THE TASK
Format all of the records below as a numbered list, with one line per item and any blank lines omitted.

INFORMATION SHOWN

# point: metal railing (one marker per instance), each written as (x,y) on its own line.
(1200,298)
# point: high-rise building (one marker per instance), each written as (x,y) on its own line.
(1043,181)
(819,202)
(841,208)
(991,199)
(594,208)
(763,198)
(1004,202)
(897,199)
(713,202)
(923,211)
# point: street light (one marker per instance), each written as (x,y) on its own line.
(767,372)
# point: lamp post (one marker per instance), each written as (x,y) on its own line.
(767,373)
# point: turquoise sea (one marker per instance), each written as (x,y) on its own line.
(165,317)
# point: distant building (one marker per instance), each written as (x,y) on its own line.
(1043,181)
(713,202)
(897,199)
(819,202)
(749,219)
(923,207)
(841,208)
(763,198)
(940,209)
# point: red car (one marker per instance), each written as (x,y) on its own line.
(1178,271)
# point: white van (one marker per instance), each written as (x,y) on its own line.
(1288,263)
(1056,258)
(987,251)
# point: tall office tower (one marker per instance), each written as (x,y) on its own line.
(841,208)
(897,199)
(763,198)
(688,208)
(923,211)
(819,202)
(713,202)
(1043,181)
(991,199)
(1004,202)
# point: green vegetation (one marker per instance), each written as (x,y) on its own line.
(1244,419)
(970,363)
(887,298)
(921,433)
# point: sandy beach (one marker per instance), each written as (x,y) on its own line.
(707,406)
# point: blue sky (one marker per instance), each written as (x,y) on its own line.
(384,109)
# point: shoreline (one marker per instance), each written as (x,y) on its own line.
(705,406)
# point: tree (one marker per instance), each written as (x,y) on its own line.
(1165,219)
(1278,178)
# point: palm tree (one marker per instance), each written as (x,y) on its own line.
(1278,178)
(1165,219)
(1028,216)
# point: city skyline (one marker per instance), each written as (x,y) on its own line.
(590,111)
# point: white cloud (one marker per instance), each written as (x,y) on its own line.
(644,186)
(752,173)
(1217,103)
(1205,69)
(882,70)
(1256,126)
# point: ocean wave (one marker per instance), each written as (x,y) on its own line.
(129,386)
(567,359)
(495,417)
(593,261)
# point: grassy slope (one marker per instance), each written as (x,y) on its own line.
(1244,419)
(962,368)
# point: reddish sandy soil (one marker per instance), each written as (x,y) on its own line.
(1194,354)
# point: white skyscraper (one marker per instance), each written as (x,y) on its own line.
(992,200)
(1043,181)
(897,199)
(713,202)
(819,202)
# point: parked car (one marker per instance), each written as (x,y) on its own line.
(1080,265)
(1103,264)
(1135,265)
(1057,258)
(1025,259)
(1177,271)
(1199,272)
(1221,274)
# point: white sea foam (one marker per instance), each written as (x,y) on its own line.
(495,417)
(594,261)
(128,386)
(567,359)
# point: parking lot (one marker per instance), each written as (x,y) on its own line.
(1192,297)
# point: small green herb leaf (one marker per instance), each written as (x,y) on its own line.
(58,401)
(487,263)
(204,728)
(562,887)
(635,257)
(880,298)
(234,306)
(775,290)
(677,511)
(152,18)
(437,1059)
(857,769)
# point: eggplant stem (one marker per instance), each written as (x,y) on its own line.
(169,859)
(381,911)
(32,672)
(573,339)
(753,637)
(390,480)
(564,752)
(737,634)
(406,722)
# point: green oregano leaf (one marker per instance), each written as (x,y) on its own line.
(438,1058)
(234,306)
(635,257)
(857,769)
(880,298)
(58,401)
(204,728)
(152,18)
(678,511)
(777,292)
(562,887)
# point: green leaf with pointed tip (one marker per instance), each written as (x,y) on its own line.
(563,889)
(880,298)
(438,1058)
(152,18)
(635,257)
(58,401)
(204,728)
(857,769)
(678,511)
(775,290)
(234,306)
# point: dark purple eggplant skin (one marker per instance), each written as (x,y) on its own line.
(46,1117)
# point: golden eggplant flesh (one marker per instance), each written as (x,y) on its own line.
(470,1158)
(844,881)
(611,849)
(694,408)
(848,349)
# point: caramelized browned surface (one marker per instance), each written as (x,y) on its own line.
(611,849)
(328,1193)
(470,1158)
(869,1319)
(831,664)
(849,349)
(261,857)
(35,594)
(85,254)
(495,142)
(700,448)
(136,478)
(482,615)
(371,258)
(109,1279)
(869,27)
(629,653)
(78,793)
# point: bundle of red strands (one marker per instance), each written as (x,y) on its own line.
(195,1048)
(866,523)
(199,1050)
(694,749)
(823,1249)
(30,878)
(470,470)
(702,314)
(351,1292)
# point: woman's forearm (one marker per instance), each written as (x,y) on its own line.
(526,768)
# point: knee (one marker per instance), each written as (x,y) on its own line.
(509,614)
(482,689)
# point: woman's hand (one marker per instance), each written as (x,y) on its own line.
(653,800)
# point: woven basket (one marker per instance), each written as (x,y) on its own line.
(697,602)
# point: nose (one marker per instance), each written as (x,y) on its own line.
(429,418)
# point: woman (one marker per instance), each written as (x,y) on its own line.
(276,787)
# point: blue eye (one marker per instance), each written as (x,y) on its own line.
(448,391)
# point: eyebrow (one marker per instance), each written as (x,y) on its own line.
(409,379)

TASK ANSWER
1. # point: metal railing (one marker per instance), each written as (x,y) on its own line.
2. (1200,298)
3. # point: high-rise building (one marker per instance), each written as (x,y) on its own line.
4. (1043,181)
5. (819,202)
6. (841,208)
7. (991,199)
8. (594,208)
9. (763,198)
10. (1004,202)
11. (897,199)
12. (713,202)
13. (923,211)
14. # point: street light (one marker per instance), each written as (x,y) on its own line.
15. (767,372)
16. # point: lamp post (one marker per instance), each written as (x,y) on its own line.
17. (767,373)
18. # point: turquoise sea (one marker per instance), each written as (x,y) on its own line.
19. (165,317)
20. # point: distant building (one marker per instance), each written as (x,y) on its own line.
21. (1043,181)
22. (713,202)
23. (897,199)
24. (819,202)
25. (749,219)
26. (923,207)
27. (841,208)
28. (763,198)
29. (940,209)
30. # point: red car (one marker per instance), each written as (x,y) on its own line.
31. (1178,271)
32. # point: white van (one marker per instance), each written as (x,y) on its own line.
33. (1288,263)
34. (1056,258)
35. (987,251)
36. # point: tall office tower (one marker per instance), each written as (x,y) on its own line.
37. (841,208)
38. (897,199)
39. (763,198)
40. (688,208)
41. (923,211)
42. (819,202)
43. (713,202)
44. (1043,181)
45. (991,199)
46. (1004,202)
47. # point: green vegetation (one marker per instance), each written as (x,y) on its own line.
48. (1244,419)
49. (970,363)
50. (887,298)
51. (921,433)
52. # point: sandy beach (one marker per instance), each written as (x,y) on its own line.
53. (707,406)
54. # point: blue sky (one marker per instance), each written as (x,y) on its own line.
55. (384,109)
56. # point: shoreline (one marker per instance), each written as (x,y) on its own line.
57. (705,406)
58. # point: tree (one marker per instance), each written as (x,y) on its own line.
59. (1165,219)
60. (1278,178)
61. # point: palm tree (one marker per instance), each written as (x,y) on its own line.
62. (1278,178)
63. (1165,219)
64. (1028,216)
65. # point: city skyline (one marker per instance), each written as (x,y) on its own line.
66. (590,111)
67. # point: white cloud (one marker per instance), each written as (x,y) on its own line.
68. (644,186)
69. (752,173)
70. (1217,103)
71. (1205,69)
72. (882,70)
73. (1256,126)
74. # point: ocean wave (one marker per instance), each written as (x,y) on its own line.
75. (129,386)
76. (567,359)
77. (495,417)
78. (593,261)
79. # point: grassy slope (one marker per instance), each written as (x,y) on its own line.
80. (1244,419)
81. (962,368)
82. # point: reddish sandy soil (one marker per instance), each written as (x,y) on its own line.
83. (1194,354)
84. # point: white skyscraper (one marker per instance), each written as (x,y) on its own line.
85. (992,200)
86. (1043,181)
87. (897,199)
88. (713,202)
89. (819,202)
90. # point: parked car (one marker per instance), each written as (x,y) on its own line.
91. (1080,265)
92. (1103,264)
93. (1135,265)
94. (1057,258)
95. (1025,259)
96. (1177,271)
97. (1199,272)
98. (1221,274)
99. # point: white sea foam (one marker per instance), each written as (x,y) on its own line.
100. (495,417)
101. (594,261)
102. (128,386)
103. (567,359)
104. # point: parking lot (one marker per instance), each written as (x,y) on its own line.
105. (1192,297)
106. # point: small green herb leaf (one marker per instance), each written as (x,y) on its own line.
107. (58,401)
108. (487,263)
109. (204,728)
110. (562,887)
111. (635,257)
112. (880,298)
113. (234,306)
114. (775,290)
115. (677,511)
116. (152,18)
117. (437,1059)
118. (857,769)
119. # point: eggplant stem (one marker per instance), each written as (x,y) on its own line.
120. (169,859)
121. (381,911)
122. (32,672)
123. (573,339)
124. (753,637)
125. (390,480)
126. (564,752)
127. (737,634)
128. (406,722)
129. # point: green oregano leaf (one marker per instance), each written as (x,y) on its own line.
130. (438,1058)
131. (234,306)
132. (635,257)
133. (857,769)
134. (880,298)
135. (58,401)
136. (204,728)
137. (152,18)
138. (678,511)
139. (777,292)
140. (562,887)
141. # point: green leaf with pointed tip (one marker per instance), each written as (x,y) on its own line.
142. (563,889)
143. (880,298)
144. (438,1058)
145. (152,18)
146. (635,257)
147. (58,401)
148. (204,728)
149. (857,769)
150. (678,511)
151. (775,290)
152. (234,306)
153. # point: dark purple eggplant skin (one marker per instance), each written as (x,y) on its own line.
154. (46,1117)
155. # point: golden eggplant flesh (one marker per instance), each written as (x,y) on its own line.
156. (470,1158)
157. (844,881)
158. (611,849)
159. (694,408)
160. (848,349)
161. # point: caramelized browned surface (one marker per instance), each written as (x,y) on its own line.
162. (611,849)
163. (328,1193)
164. (470,1158)
165. (869,1319)
166. (831,664)
167. (849,349)
168. (261,857)
169. (35,594)
170. (85,254)
171. (495,142)
172. (700,448)
173. (136,478)
174. (482,615)
175. (371,258)
176. (109,1279)
177. (869,27)
178. (629,653)
179. (78,793)
180. # point: bundle of red strands (one marker per instance), each written as (x,y) on its own line.
181. (195,1048)
182. (866,523)
183. (199,1050)
184. (694,749)
185. (823,1249)
186. (30,878)
187. (470,470)
188. (702,314)
189. (351,1292)
190. # point: woman's forearm (one marker per instance), each written as (x,y) on its own line.
191. (526,768)
192. # point: knee (one marker per instance), each written as (x,y) on its own line.
193. (509,614)
194. (482,689)
195. # point: woman's hand (one marker per instance), each written as (x,y) on its own line.
196. (653,800)
197. # point: woven basket (one marker per instance), each written as (x,y) on its own line.
198. (697,602)
199. # point: nose (one marker per instance), each written as (x,y) on its own line.
200. (429,418)
201. # point: woman (one marker per instance), each written as (x,y) on its own line.
202. (276,787)
203. # point: blue eye (one marker per instance), each written as (x,y) on its own line.
204. (448,391)
205. # point: eyebrow (one marker per instance), each written as (x,y) on its own line.
206. (409,379)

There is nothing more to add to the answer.